__What this task involves__
Nothing but the records, transcribed verbatim and stripped of images, should appear in the answer.

__Provided data__
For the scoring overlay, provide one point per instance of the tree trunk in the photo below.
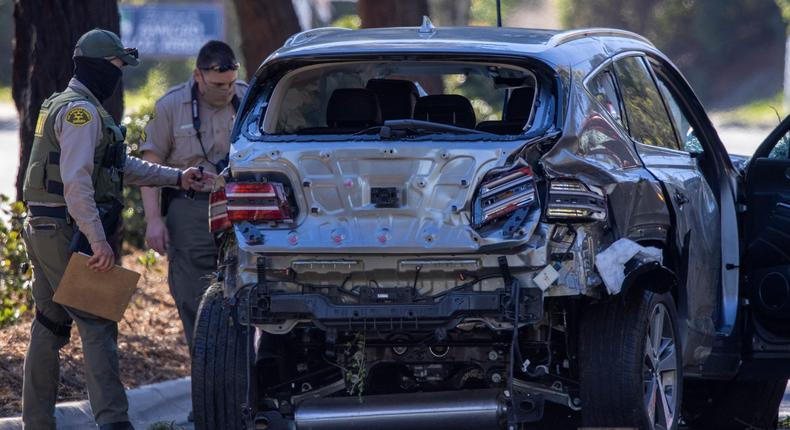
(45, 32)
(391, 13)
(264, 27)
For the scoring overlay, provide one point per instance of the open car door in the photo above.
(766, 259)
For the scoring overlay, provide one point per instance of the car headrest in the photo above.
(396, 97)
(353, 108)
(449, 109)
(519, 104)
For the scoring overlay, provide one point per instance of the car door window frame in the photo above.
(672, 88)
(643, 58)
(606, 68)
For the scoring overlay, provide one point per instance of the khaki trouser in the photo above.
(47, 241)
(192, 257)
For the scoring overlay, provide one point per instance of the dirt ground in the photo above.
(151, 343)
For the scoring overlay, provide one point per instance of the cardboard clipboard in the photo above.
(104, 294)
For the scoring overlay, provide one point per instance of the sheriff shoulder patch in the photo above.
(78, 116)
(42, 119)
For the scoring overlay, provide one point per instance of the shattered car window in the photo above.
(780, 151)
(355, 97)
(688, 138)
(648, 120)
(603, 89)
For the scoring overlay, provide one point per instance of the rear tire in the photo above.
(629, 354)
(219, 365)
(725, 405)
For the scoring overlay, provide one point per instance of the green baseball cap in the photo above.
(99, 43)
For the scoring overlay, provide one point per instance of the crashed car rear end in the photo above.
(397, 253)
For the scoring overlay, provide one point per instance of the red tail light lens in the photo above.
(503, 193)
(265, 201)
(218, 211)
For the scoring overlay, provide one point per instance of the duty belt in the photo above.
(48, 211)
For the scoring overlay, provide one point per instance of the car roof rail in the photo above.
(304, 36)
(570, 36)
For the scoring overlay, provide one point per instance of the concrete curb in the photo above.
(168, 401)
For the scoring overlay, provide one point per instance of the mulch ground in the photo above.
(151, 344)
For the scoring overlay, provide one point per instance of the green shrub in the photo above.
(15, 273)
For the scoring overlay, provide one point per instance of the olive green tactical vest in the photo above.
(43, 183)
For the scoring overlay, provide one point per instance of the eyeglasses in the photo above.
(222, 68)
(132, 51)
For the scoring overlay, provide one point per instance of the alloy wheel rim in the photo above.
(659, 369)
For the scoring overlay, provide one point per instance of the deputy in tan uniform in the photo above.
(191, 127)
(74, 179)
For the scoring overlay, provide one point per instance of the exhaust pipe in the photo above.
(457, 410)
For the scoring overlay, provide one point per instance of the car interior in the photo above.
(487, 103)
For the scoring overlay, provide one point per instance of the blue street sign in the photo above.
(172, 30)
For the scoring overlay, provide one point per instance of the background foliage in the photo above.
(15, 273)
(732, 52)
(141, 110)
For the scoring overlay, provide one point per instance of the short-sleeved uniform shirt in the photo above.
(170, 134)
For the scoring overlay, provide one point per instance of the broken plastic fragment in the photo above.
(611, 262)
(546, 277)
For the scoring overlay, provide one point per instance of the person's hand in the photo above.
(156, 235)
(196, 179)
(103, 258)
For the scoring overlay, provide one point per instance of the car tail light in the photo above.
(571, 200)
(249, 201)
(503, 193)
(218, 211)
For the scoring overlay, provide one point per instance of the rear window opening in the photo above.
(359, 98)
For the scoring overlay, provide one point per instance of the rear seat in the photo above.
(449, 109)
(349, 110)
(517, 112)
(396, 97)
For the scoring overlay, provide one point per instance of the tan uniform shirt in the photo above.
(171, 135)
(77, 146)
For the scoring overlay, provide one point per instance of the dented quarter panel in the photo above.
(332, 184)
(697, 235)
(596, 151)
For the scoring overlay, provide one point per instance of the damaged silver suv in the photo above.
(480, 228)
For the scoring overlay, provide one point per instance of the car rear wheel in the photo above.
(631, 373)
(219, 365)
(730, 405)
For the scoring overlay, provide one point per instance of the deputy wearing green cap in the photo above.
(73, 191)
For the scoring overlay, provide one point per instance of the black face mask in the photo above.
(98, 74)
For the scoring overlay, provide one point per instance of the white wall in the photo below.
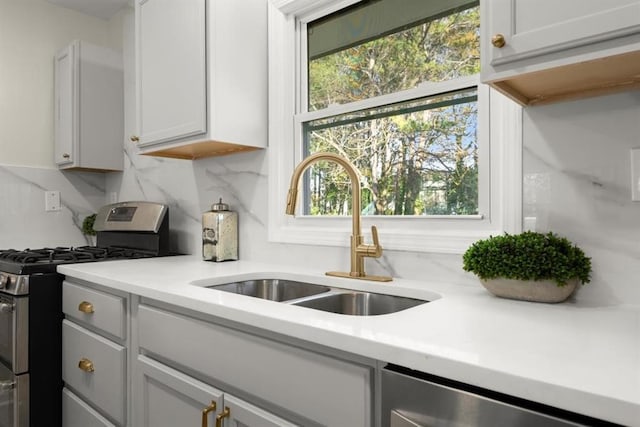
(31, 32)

__Answer box__
For the scoring overlay, provide one point per instance of the tree trunk in the photo below.
(45, 32)
(391, 13)
(264, 27)
For the scoring overlay, provide one point per instance of the open car door in the photo above.
(766, 259)
For the scoring overlay, provide one point per instance of the car headrest in the photo above.
(396, 97)
(353, 108)
(449, 109)
(519, 104)
For the scoring overlay, provide one point per instance of the car door window frame in the photo above.
(672, 88)
(643, 58)
(606, 68)
For the scoring overlay, provide one point per instance of the khaki trouser in the photo above.
(47, 241)
(192, 257)
For the scoring overlay, provide one point per instance of the dirt ground in the photo above.
(151, 343)
For the scoring overlay, provide one point per instance of the cardboard clipboard in the photo above.
(104, 294)
For the scoring overlay, provide one point per instance of the sheriff shoulder patch in the photo above.
(78, 116)
(42, 119)
For the scoring overlay, provide one point per instance of the shattered car window in the photo above.
(780, 151)
(355, 97)
(688, 138)
(648, 120)
(603, 89)
For the scoring overlay, provide one point per instance of the rear tire in the photo above.
(629, 354)
(219, 365)
(725, 405)
For the scoring overlay, provide one point per instance of the green baseball cap in the photo above.
(99, 43)
For the scoring overlay, provide one point per instance of the crashed car rear end in the photo above.
(397, 253)
For the scoring overlay, provide one point per instance of the red tail light lens in the photo above.
(503, 193)
(265, 201)
(218, 211)
For the scoring overlay, provide one point per instance of the duty belt in the photo above.
(48, 211)
For the scoring overlay, provide one point per instance of the car roof rail in the photo above.
(304, 36)
(570, 36)
For the scoring overlay, provide one point per instance of the concrete curb in the photo above.
(168, 401)
For the scoring overlay, provide one point per instance of the mulch ground in the photo above.
(151, 344)
For the scoring overlay, provide one point per instance of the green shrub in the photo above.
(15, 273)
For the scoring overlay, provide one point per instance of the olive green tactical vest in the photo above.
(43, 183)
For the scoring overlay, provide one point per instance of the eyeglasses in the photo above.
(222, 68)
(132, 51)
For the scoring overlay, provide one point per instance of the alloy wheel rim in the photo above.
(659, 369)
For the scoring overlay, provide one point per instance of the deputy in tan uniform in the photo above.
(191, 127)
(74, 179)
For the scoring overlay, provide one point per instance of the exhaust pipe in the photo above.
(457, 410)
For the scoring overlay, provide one point per instance of the car interior in the photo above.
(487, 103)
For the scoring overlay, provide one point per instance of the blue street sign in the photo above.
(172, 30)
For the scoring overlay, provide one point per instance of the background foliage in the photo above.
(15, 273)
(732, 52)
(141, 110)
For the scoring overlay, provide one point per instance of the short-sleeved uniform shirt in the photo above.
(170, 134)
For the scoring overlay, provide one point per instance of the broken plastic fragment in the photo above.
(611, 262)
(546, 277)
For the scoring overlay, provide one point per instance of the person's hand in the photo above.
(156, 235)
(196, 179)
(103, 258)
For the scoring overlay, provide one point per instance of the car tail light in the photo above.
(571, 200)
(249, 201)
(503, 193)
(218, 211)
For the scoring overlay, provide one point per instance of the rear window opening in the photo above.
(359, 98)
For the scoring overlay, provide one point per instance of the rear seat in the photo above.
(449, 109)
(349, 110)
(517, 112)
(396, 97)
For the scoring overlay, provide one point per instance of the tan uniform shirt in the photo above.
(171, 135)
(77, 146)
For the scoring overlay, provide one point per instance of the dented quarter panel in the photo above.
(332, 184)
(697, 235)
(596, 151)
For the scoring overlay, provide one point per instance of the damaged silver suv in the photo above.
(480, 228)
For the scoring overlay, provide one point per instance of the car rear wheel in the photo above.
(631, 373)
(219, 365)
(730, 405)
For the scoring overlay, provide one point per instance of the deputy wearing green cap in the photo above.
(73, 191)
For the scoring overlay, provide one point per instance of the black face mask in the photo above.
(98, 74)
For the scoring overlay, provide one point per instance of the white wall in the photo below.
(31, 32)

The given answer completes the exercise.